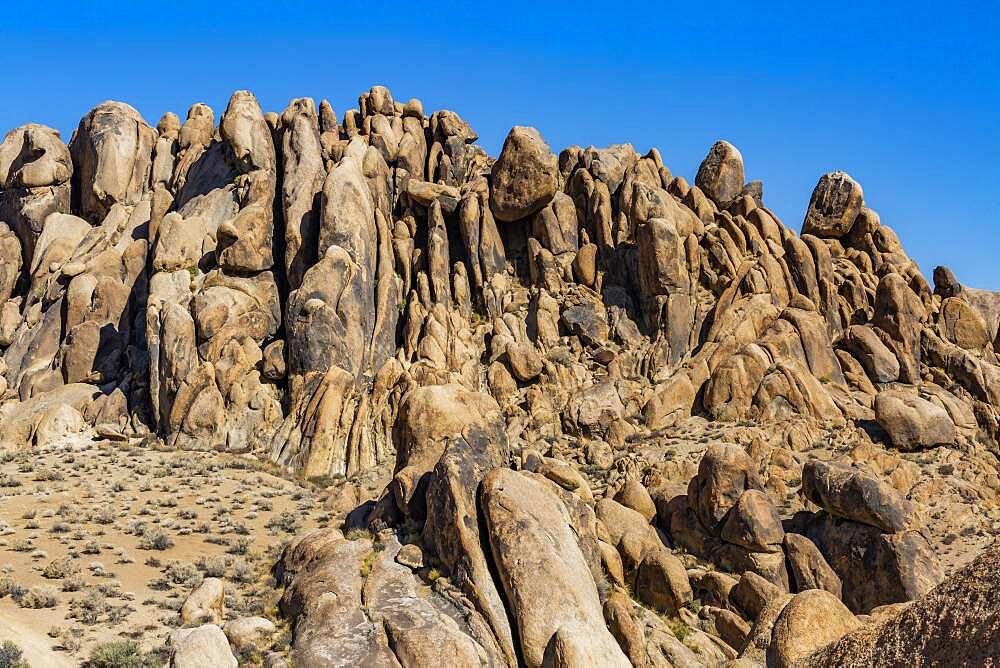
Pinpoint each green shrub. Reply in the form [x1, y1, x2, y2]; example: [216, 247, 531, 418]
[85, 639, 159, 668]
[138, 527, 174, 550]
[0, 640, 29, 668]
[19, 584, 58, 608]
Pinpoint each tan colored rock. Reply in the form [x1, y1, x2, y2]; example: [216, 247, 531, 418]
[70, 101, 155, 222]
[688, 443, 764, 534]
[32, 402, 87, 448]
[732, 570, 784, 620]
[695, 140, 745, 206]
[842, 324, 900, 384]
[701, 605, 751, 652]
[719, 489, 784, 553]
[804, 547, 1000, 666]
[784, 532, 842, 597]
[506, 341, 543, 381]
[805, 511, 943, 613]
[801, 460, 918, 532]
[180, 577, 225, 625]
[170, 624, 237, 668]
[603, 590, 647, 668]
[801, 171, 864, 238]
[875, 388, 957, 451]
[490, 126, 558, 222]
[223, 616, 276, 653]
[482, 469, 629, 667]
[767, 589, 860, 667]
[614, 477, 657, 522]
[937, 296, 990, 350]
[634, 549, 692, 615]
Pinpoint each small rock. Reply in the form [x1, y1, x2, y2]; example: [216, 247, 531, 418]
[223, 616, 276, 653]
[170, 624, 238, 668]
[180, 577, 225, 625]
[396, 543, 425, 570]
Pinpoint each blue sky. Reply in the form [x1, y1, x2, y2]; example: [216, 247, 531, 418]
[3, 1, 998, 287]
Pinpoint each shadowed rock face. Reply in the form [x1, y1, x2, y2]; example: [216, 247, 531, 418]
[804, 545, 1000, 666]
[3, 84, 1000, 668]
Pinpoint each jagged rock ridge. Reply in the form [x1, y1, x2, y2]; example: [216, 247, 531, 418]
[2, 85, 1000, 666]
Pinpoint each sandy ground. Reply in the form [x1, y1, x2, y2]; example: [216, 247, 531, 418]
[0, 435, 327, 664]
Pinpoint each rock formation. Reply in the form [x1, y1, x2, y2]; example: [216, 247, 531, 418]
[2, 84, 999, 665]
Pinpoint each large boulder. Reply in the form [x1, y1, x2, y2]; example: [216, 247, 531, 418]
[362, 537, 501, 666]
[783, 532, 842, 597]
[489, 126, 558, 222]
[801, 460, 918, 532]
[70, 101, 155, 223]
[634, 549, 693, 615]
[937, 296, 990, 350]
[875, 388, 957, 451]
[180, 577, 225, 625]
[481, 468, 629, 667]
[694, 140, 745, 206]
[801, 171, 864, 238]
[423, 418, 516, 665]
[842, 325, 899, 384]
[392, 384, 503, 518]
[278, 535, 400, 666]
[223, 617, 276, 654]
[805, 546, 1000, 666]
[169, 624, 238, 668]
[719, 489, 785, 553]
[688, 443, 764, 534]
[806, 511, 943, 613]
[0, 124, 73, 264]
[767, 589, 861, 668]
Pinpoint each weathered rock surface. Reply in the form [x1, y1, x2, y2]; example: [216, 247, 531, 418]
[875, 388, 957, 450]
[490, 126, 558, 222]
[801, 172, 864, 238]
[804, 545, 1000, 666]
[1, 84, 999, 668]
[481, 468, 628, 667]
[180, 577, 225, 625]
[801, 460, 918, 532]
[169, 624, 238, 668]
[767, 589, 860, 667]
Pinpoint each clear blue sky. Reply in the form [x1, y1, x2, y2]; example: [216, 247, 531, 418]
[3, 1, 998, 287]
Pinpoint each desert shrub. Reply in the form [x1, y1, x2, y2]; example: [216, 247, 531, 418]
[50, 521, 72, 534]
[138, 527, 174, 550]
[165, 561, 201, 587]
[70, 589, 110, 624]
[231, 558, 255, 584]
[265, 511, 300, 535]
[0, 640, 29, 668]
[344, 528, 373, 541]
[42, 557, 79, 579]
[0, 473, 22, 488]
[10, 539, 32, 552]
[62, 572, 86, 592]
[95, 506, 116, 525]
[227, 536, 251, 555]
[85, 639, 158, 668]
[0, 575, 26, 600]
[197, 555, 227, 577]
[19, 584, 58, 608]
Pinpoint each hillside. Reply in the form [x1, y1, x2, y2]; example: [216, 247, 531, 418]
[0, 85, 998, 666]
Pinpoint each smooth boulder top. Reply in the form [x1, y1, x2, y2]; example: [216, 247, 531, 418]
[695, 139, 745, 206]
[489, 126, 559, 222]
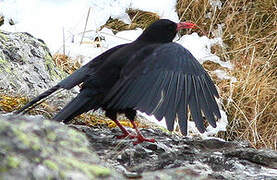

━━━━━━━━━━━━━━━━━━━━

Pictures are not part of the copy; output everything else in the records exactly.

EXERCISE RESULT =>
Pinpoint each green shrub. Reply in the form [x1, y1, x2, y2]; example: [216, 247, 531, 418]
[85, 639, 159, 668]
[138, 527, 174, 550]
[0, 640, 29, 668]
[19, 584, 58, 608]
Pinpoint each tan colored rock. Reply in the form [x1, y1, x2, y2]; example: [216, 247, 531, 418]
[70, 101, 155, 222]
[688, 443, 764, 534]
[32, 402, 87, 448]
[732, 570, 784, 620]
[695, 140, 745, 206]
[842, 324, 900, 384]
[701, 605, 751, 652]
[719, 489, 784, 553]
[804, 547, 1000, 666]
[784, 532, 842, 597]
[506, 341, 543, 381]
[805, 511, 943, 613]
[801, 460, 918, 532]
[180, 577, 225, 625]
[170, 624, 237, 668]
[603, 590, 647, 668]
[801, 171, 864, 238]
[875, 388, 957, 451]
[490, 126, 558, 222]
[223, 616, 276, 653]
[482, 469, 629, 667]
[767, 589, 860, 667]
[614, 477, 657, 522]
[937, 296, 990, 350]
[634, 549, 692, 615]
Pinpoint each small rock. Reply in the form [x1, y1, x2, y2]; example: [216, 247, 531, 418]
[223, 616, 276, 653]
[170, 624, 238, 668]
[180, 577, 225, 625]
[396, 543, 425, 570]
Pinpoint each blue sky. Reply in the form [x1, y1, x2, y2]; example: [216, 247, 531, 418]
[3, 1, 998, 287]
Pinpoint each shadowed rock face. Reply in the form [x1, y1, x2, y2]; example: [216, 247, 531, 418]
[804, 545, 1000, 666]
[3, 84, 1000, 668]
Pinpoint each jagged rock ridge. Reply in the form [x1, y1, x2, y2]; example: [216, 247, 531, 418]
[2, 85, 1000, 666]
Pinpoint each sandy ground. Reply in the form [x1, y1, x2, y2]; example: [216, 247, 531, 418]
[0, 435, 327, 664]
Pinpoint each rock formation. Reply in the form [x1, y1, x2, y2]; example: [216, 247, 531, 418]
[2, 84, 999, 665]
Pinpoint each large boulder. Reply in the form [x1, y1, x2, y2]; example: [216, 247, 531, 418]
[362, 537, 501, 666]
[783, 532, 842, 597]
[489, 126, 558, 222]
[801, 460, 918, 532]
[70, 101, 155, 223]
[634, 549, 693, 615]
[937, 296, 990, 350]
[875, 388, 957, 451]
[180, 577, 225, 625]
[481, 468, 629, 667]
[694, 140, 745, 206]
[801, 171, 864, 238]
[423, 418, 516, 665]
[842, 325, 899, 384]
[392, 384, 503, 518]
[278, 535, 400, 666]
[223, 617, 276, 654]
[805, 546, 1000, 666]
[169, 624, 238, 668]
[719, 489, 785, 553]
[688, 443, 764, 534]
[806, 511, 943, 613]
[0, 124, 73, 264]
[767, 589, 861, 668]
Pinpoint each weathered rock surface. Reply in the form [x1, y1, x2, y2]; example: [216, 247, 531, 418]
[875, 388, 957, 450]
[490, 126, 558, 222]
[801, 172, 864, 238]
[804, 545, 1000, 666]
[1, 84, 999, 668]
[481, 468, 628, 667]
[180, 577, 225, 625]
[801, 460, 918, 532]
[169, 624, 238, 668]
[767, 589, 860, 667]
Pinpoint each clear blue sky. Reply in the form [x1, y1, x2, y2]; example: [216, 247, 531, 418]
[3, 1, 998, 287]
Pinpoint each desert shrub. Reply in the form [x1, y1, x2, y2]; example: [216, 247, 531, 418]
[50, 521, 72, 534]
[138, 527, 174, 550]
[165, 561, 201, 587]
[70, 589, 110, 624]
[231, 558, 255, 584]
[265, 511, 300, 535]
[0, 640, 29, 668]
[344, 528, 373, 541]
[42, 557, 79, 579]
[0, 473, 22, 488]
[10, 539, 32, 552]
[62, 572, 86, 592]
[95, 506, 116, 525]
[227, 536, 251, 555]
[85, 639, 158, 668]
[0, 575, 26, 600]
[197, 555, 227, 577]
[19, 584, 58, 608]
Pinpoint each hillside. Reply in the form [x1, y1, x2, y2]; example: [216, 247, 531, 418]
[0, 85, 998, 666]
Pinpoint each smooth boulder top. Reply in the form [x1, y1, x2, y2]; example: [216, 247, 531, 418]
[695, 139, 745, 206]
[489, 126, 559, 222]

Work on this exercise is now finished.